## PAGE EXTRACT
+---+

In addition to reinforcing lessons taught in Seventh grade English, Eighth grade English builds a foundation for college and career readiness. Students will read critically from a broad range of high-quality, increasingly challenging literary and informational texts. They will write routinely and for various purposes by employing the writing process. Students will demonstrate command of the conventions of Standard English grammar and usage when writing or speaking and will gather vocabulary knowledge during reading and writing activities. Finally, they will engage effectively in a range of collaborative discussions and presentations, adapting to a variety of contexts and tasks.


Accelerated English covers the standard curriculum of English 8 to a deeper extent. Students are expected to be independent and self-directed learners. Projects will require significant out-of-class time and there will be a required summer reading assignment given at the end of the seventh grade year.


The purpose of this course is to increase students’ knowledge of American historical events. The course emphasizes the development of the United States through the study of people, places, events, and ideas. Students also examine major historical documents such as the Declaration of Independence and the Constitution of the United States. Social studies skills such as reading for the main idea, writing, and using maps, charts, and diagrams are stressed.

+---+

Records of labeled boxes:
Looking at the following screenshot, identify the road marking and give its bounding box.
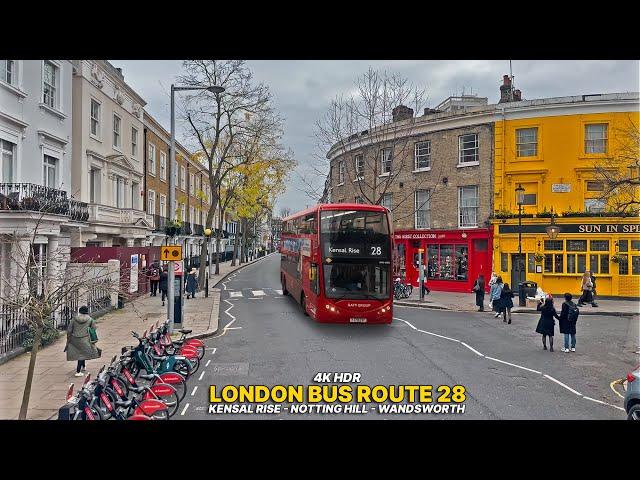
[460,342,484,357]
[544,373,583,397]
[485,356,544,376]
[393,317,624,411]
[582,396,625,412]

+---+

## WHAT TO WORK ON
(1) According to the course descriptions, the American history course studies the development of the United States through which four things?
(2) When is the required summer reading assignment for Accelerated English given, according to the course descriptions?

## SOLUTIONS TO EACH TASK
(1) People, places, events, and ideas

(2) At the end of the seventh grade year.